From the records below, pull out every line that contains the string "excavator", and treat the match as case-sensitive.

── Recorded information

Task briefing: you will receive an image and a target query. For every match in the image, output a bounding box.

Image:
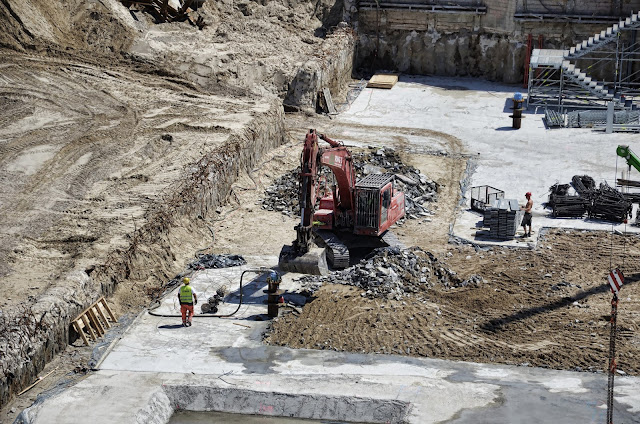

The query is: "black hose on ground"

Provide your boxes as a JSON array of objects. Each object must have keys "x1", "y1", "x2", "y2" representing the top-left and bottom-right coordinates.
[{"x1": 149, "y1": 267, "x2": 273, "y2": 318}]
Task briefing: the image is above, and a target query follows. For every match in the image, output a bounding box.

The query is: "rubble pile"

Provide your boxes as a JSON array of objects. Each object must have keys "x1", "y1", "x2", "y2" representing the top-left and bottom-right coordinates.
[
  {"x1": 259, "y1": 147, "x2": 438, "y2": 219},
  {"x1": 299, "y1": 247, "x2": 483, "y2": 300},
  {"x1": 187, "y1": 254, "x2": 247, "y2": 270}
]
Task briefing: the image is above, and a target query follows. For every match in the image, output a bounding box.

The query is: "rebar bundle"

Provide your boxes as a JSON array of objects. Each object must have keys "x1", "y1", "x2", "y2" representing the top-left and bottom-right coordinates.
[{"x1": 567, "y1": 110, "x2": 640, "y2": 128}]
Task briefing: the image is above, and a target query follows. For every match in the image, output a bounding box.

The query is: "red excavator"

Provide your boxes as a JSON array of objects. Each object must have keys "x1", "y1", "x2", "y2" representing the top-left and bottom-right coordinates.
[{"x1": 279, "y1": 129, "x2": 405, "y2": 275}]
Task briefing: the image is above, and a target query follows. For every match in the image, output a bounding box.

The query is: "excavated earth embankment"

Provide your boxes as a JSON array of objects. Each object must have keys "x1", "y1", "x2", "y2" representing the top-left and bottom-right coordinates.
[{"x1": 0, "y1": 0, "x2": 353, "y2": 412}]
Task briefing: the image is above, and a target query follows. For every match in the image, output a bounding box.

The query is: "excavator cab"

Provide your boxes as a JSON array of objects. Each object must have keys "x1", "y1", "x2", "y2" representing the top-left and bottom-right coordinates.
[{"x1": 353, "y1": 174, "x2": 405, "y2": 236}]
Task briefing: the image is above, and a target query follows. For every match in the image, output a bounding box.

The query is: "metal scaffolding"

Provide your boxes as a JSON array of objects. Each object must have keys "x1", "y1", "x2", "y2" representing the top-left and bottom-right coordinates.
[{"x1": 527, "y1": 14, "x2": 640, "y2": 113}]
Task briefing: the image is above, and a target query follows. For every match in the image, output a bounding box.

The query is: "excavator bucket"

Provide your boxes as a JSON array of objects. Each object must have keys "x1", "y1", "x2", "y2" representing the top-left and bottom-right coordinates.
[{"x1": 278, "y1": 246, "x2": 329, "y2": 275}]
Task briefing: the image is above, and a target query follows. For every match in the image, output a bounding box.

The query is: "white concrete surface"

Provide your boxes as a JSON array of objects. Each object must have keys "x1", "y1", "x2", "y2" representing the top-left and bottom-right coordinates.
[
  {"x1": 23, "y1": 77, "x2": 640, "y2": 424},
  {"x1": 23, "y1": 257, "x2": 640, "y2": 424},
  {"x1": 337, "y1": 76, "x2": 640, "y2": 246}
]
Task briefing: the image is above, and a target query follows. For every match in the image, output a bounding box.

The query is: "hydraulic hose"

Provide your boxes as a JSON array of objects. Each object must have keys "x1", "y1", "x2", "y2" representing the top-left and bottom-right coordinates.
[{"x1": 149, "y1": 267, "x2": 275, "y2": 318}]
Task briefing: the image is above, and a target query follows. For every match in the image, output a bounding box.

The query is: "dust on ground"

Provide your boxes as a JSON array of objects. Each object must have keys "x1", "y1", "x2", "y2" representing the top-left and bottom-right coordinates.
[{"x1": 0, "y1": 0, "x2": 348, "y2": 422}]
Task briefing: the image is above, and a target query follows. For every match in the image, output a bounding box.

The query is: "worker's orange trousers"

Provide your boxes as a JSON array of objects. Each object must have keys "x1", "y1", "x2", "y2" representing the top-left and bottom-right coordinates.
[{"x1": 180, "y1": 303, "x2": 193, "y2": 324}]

────

**Completed task**
The query is: "red excavator"
The query is: "excavator cab"
The query is: "excavator bucket"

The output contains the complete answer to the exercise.